Records from a data source:
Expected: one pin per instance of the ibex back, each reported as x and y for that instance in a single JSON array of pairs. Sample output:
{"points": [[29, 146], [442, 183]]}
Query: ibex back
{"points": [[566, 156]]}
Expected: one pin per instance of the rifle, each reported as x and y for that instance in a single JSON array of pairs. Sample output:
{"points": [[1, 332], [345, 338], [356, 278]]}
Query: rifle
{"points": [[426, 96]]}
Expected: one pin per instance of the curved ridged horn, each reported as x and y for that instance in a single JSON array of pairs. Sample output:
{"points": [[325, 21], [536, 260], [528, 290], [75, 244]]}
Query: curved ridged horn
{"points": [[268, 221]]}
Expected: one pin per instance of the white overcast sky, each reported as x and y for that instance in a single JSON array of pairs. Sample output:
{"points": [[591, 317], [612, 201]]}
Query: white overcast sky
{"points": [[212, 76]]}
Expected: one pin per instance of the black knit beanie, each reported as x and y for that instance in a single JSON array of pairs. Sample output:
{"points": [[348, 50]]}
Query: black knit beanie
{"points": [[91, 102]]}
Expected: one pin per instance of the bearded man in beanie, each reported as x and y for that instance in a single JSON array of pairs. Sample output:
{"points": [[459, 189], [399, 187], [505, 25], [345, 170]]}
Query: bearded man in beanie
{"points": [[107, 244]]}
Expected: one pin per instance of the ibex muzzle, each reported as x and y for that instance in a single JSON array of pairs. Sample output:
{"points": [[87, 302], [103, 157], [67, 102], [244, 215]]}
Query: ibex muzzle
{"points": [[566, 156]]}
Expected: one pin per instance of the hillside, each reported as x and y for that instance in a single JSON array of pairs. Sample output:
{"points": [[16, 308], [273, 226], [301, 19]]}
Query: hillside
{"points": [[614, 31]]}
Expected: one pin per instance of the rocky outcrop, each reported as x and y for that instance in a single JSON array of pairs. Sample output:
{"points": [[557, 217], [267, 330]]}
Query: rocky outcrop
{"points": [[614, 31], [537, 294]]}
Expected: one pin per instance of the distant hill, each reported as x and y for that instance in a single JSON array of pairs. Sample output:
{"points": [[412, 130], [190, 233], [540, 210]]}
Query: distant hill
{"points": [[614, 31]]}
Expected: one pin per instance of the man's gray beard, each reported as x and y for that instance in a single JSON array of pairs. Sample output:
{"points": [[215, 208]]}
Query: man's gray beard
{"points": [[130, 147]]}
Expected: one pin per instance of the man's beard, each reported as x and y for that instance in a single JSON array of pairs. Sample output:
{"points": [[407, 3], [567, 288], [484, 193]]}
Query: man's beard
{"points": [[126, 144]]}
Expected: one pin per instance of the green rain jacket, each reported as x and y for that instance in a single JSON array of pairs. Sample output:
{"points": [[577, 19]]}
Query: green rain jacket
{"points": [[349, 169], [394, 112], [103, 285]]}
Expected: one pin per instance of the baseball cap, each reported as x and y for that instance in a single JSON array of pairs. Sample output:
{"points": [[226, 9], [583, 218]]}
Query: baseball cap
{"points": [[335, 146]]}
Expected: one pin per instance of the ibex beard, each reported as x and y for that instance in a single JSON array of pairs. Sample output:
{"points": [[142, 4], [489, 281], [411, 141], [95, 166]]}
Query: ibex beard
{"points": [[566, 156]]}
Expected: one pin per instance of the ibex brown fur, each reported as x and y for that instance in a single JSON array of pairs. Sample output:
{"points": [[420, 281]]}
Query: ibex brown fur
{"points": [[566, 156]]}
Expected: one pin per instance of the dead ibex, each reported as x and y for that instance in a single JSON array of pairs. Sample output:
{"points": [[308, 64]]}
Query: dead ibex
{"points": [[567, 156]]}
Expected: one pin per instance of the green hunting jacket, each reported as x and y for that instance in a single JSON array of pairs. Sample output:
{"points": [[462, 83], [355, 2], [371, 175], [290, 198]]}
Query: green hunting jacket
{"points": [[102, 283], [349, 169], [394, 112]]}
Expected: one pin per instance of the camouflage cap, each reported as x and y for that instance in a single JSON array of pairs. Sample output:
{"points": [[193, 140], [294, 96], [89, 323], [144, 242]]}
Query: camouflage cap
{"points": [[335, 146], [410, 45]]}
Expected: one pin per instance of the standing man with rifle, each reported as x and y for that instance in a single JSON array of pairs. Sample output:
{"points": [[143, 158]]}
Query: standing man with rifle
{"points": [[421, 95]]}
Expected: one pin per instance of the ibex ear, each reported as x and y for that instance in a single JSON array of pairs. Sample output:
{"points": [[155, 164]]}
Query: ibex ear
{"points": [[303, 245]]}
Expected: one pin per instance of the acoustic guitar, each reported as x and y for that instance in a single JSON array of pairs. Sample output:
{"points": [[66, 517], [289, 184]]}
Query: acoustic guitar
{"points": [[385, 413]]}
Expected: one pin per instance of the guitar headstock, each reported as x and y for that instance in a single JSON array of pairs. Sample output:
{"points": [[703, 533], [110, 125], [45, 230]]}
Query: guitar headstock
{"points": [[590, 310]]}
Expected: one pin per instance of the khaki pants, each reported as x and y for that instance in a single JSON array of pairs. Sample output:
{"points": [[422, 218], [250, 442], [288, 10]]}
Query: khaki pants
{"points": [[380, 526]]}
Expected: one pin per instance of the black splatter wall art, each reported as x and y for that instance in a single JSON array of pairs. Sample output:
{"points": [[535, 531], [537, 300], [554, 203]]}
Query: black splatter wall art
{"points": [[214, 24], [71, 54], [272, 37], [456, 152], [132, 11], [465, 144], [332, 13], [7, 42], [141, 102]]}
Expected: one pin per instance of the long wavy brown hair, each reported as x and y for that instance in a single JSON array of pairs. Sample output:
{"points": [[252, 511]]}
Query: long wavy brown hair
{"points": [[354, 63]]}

What is expected
A faithful copy of all the records is required.

Written answer
Expected: one pin per instance of the ibex back, each reported as x and y for that instance in a single JSON array of pairs. Sample output:
{"points": [[29, 146], [442, 183]]}
Query: ibex back
{"points": [[566, 156]]}
Expected: one pin per instance of the rifle, each reported as x and y for that instance in a single JSON array of pairs. Sample output:
{"points": [[1, 332], [345, 338], [356, 278]]}
Query: rifle
{"points": [[426, 96]]}
Expected: one pin per instance of the curved ridged horn, each reported as x and y for that instance in a single JSON array of pairs. Sample output:
{"points": [[325, 21], [536, 260], [528, 290], [75, 244]]}
Query: curved ridged horn
{"points": [[268, 221]]}
Expected: one pin per instance of the white overcast sky, each reported as x and y for that instance in a single JSON array of pairs. Sample output:
{"points": [[591, 317], [612, 201]]}
Query: white overcast sky
{"points": [[212, 76]]}
Expected: one pin per instance of the black knit beanie, each reported as x and y for that instance in a single JSON array of pairs. Sample output:
{"points": [[348, 50]]}
Query: black knit beanie
{"points": [[91, 102]]}
Expected: one pin per instance of the bearded man in beanie, each reported as x and y for that instance in a single JSON array of pairs. Sample output:
{"points": [[459, 189], [399, 187], [505, 25], [345, 170]]}
Query: bearded man in beanie
{"points": [[107, 244]]}
Expected: one pin per instance of the ibex muzzle, each reported as x and y for that instance in a single JSON array of pairs. Sample output:
{"points": [[87, 302], [103, 157], [67, 102], [244, 215]]}
Query: ibex muzzle
{"points": [[566, 156]]}
Expected: one pin per instance of the hillside, each reported as x and y for that instance in a single JSON array of pairs. Sample output:
{"points": [[16, 308], [273, 226], [301, 19]]}
Query: hillside
{"points": [[614, 31]]}
Expected: one pin per instance of the rocky outcrop, each reported as x and y for that instance in a single JSON array of pairs. Sample output:
{"points": [[557, 217], [267, 330]]}
Query: rocky outcrop
{"points": [[614, 31], [537, 294]]}
Expected: one pin per instance of the distant hill, each reported as x and y for that instance in a single JSON array of pairs. Sample output:
{"points": [[412, 130], [190, 233], [540, 210]]}
Query: distant hill
{"points": [[614, 31]]}
Expected: one pin per instance of the man's gray beard, each reported as x and y for that instance in a single JSON array of pairs. Sample output:
{"points": [[215, 208]]}
Query: man's gray beard
{"points": [[130, 147]]}
Expected: one pin per instance of the man's beard, each reported as x and y for that instance in a single JSON array of pairs. Sample output:
{"points": [[407, 3], [567, 288], [484, 193]]}
Query: man's beard
{"points": [[126, 144]]}
Expected: one pin per instance of the green rain jacket, each reported as x and y for that instance in a single JSON array of pairs. Sample output:
{"points": [[577, 19]]}
Query: green rain jacket
{"points": [[349, 169], [394, 112], [103, 285]]}
Expected: one pin per instance of the baseball cap, each reported as x and y for that instance in a single JSON array of pairs. Sample output:
{"points": [[226, 9], [583, 218]]}
Query: baseball cap
{"points": [[335, 146]]}
Expected: one pin per instance of the ibex beard, each reported as x and y for that instance in a single JSON array of pairs. Sample output:
{"points": [[142, 4], [489, 281], [411, 141], [95, 166]]}
Query: ibex beard
{"points": [[566, 156]]}
Expected: one pin per instance of the ibex brown fur, each reported as x and y for that instance in a single JSON array of pairs. Sample output:
{"points": [[420, 281]]}
Query: ibex brown fur
{"points": [[566, 156]]}
Expected: one pin per instance of the dead ibex, each reported as x and y for that instance in a single JSON array of pairs. Sample output:
{"points": [[308, 64]]}
Query: dead ibex
{"points": [[567, 156]]}
Expected: one pin per instance of the green hunting jacket, each reported as x and y for that instance in a single JSON array of pairs. Sample output:
{"points": [[462, 83], [355, 2], [371, 175], [290, 198]]}
Query: green hunting jacket
{"points": [[102, 283], [349, 169], [394, 112]]}
Expected: one pin per instance of the camouflage cap, each reported as x and y for that instance in a single JSON array of pairs. Sample output:
{"points": [[193, 140], [294, 96], [89, 323], [144, 242]]}
Query: camouflage cap
{"points": [[335, 146], [410, 45]]}
Expected: one pin per instance of the standing man with rifle, each reported as x and y for that instance in a single JSON array of pairs. Sample output:
{"points": [[143, 158]]}
Query: standing man with rifle
{"points": [[421, 95]]}
Expected: one pin per instance of the ibex ear, each reported as x and y for that instance in a single JSON array of pairs. Sample output:
{"points": [[155, 164]]}
Query: ibex ear
{"points": [[303, 245]]}
Expected: one pin per instance of the acoustic guitar, each reported as x and y for that instance in a single JSON array of pairs. Sample output:
{"points": [[66, 517], [289, 184]]}
Query: acoustic guitar
{"points": [[385, 413]]}
Expected: one pin per instance of the guitar headstock, each reported as x and y for that instance in a single JSON array of pairs. Sample output:
{"points": [[703, 533], [110, 125], [45, 230]]}
Query: guitar headstock
{"points": [[590, 310]]}
Expected: one pin per instance of the khaki pants, each reported as x and y for that instance in a single JSON array of pairs. Sample output:
{"points": [[422, 218], [250, 442], [288, 10]]}
Query: khaki pants
{"points": [[380, 526]]}
Expected: one pin per instance of the black splatter wall art, each reported as x and y for that instance in a single JSON array of pairs. Sample output:
{"points": [[535, 531], [537, 300], [554, 203]]}
Query: black splatter wall art
{"points": [[214, 24], [71, 54], [272, 37], [456, 152], [132, 11], [465, 144], [332, 13], [7, 42], [141, 102]]}
Expected: one pin per instance of the long wavy brown hair, each reported as x and y for that instance in a single JSON array of pairs. Sample output:
{"points": [[252, 511]]}
Query: long wavy brown hair
{"points": [[354, 63]]}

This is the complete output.